## The task
Copy the listing exactly as given. Omit every picture.

(Source material Opens)

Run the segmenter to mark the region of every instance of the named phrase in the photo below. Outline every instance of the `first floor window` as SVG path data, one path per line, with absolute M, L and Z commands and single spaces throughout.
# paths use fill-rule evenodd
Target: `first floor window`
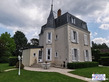
M 47 41 L 47 44 L 52 43 L 52 32 L 47 32 L 46 41 Z
M 52 49 L 47 48 L 46 49 L 46 60 L 50 61 L 51 60 L 51 55 L 52 55 Z
M 56 52 L 55 57 L 58 57 L 58 53 Z
M 39 59 L 42 59 L 42 51 L 39 51 Z

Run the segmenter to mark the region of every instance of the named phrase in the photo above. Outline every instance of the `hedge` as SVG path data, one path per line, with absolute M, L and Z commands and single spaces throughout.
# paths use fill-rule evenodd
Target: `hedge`
M 78 69 L 78 68 L 87 68 L 87 67 L 97 67 L 98 62 L 73 62 L 68 63 L 68 69 Z
M 9 58 L 9 66 L 15 66 L 17 62 L 18 62 L 17 57 L 10 57 Z
M 109 66 L 109 57 L 102 57 L 101 58 L 101 65 Z

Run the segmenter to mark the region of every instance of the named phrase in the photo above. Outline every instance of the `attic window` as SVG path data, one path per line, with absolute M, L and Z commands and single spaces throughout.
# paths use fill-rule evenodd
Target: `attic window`
M 71 23 L 76 24 L 75 18 L 72 18 L 72 17 L 71 17 Z
M 86 24 L 84 22 L 81 23 L 81 26 L 86 29 Z

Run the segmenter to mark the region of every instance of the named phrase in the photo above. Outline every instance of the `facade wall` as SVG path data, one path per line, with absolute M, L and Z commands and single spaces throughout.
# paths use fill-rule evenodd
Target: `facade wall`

(Source material Closes)

## Your solution
Run the segmenter to mark the region of every instance of the named phrase in the photo below. Outline every instance of the `first floor window` as SVG path data, one path per line, with absolute M, L and Z commands and single spaces throughout.
# paths use fill-rule evenodd
Target: `first floor window`
M 47 41 L 47 44 L 52 43 L 52 32 L 47 32 L 46 41 Z
M 52 49 L 47 48 L 46 49 L 46 60 L 50 61 L 51 60 L 51 55 L 52 55 Z
M 56 52 L 55 57 L 58 57 L 58 53 Z
M 39 59 L 42 59 L 42 51 L 39 51 Z

Run the segmenter to mark the region of every instance of the named phrase in the photo above. Outline every instance of the `hedge` as SVG path data, one path per line, with absolute M, L and Z commands and single spaces throughout.
# paths use fill-rule evenodd
Target: `hedge`
M 78 69 L 78 68 L 87 68 L 87 67 L 97 67 L 98 62 L 73 62 L 68 63 L 68 69 Z
M 9 58 L 9 66 L 15 66 L 17 62 L 18 62 L 17 57 L 10 57 Z
M 109 66 L 109 57 L 102 57 L 101 58 L 101 65 Z

Run the segmenter to mark the region of every instance of the named phrase in the photo above. Outline every instance of the `attic window` as SVG path data, one path per line, with absolute M, L and Z commands and single spaces throughout.
# paths use fill-rule evenodd
Target: `attic window`
M 71 23 L 76 24 L 75 18 L 72 18 L 72 17 L 71 17 Z
M 86 24 L 84 22 L 81 23 L 81 26 L 86 29 Z

Run the segmenter to mark the region of every instance of the named phrase in the photo above. Outline every instance of the `facade wall` as SVG path data, one path per line, with absolute M, L and Z commands and single spaces throughout.
# paths use fill-rule evenodd
Target: `facade wall`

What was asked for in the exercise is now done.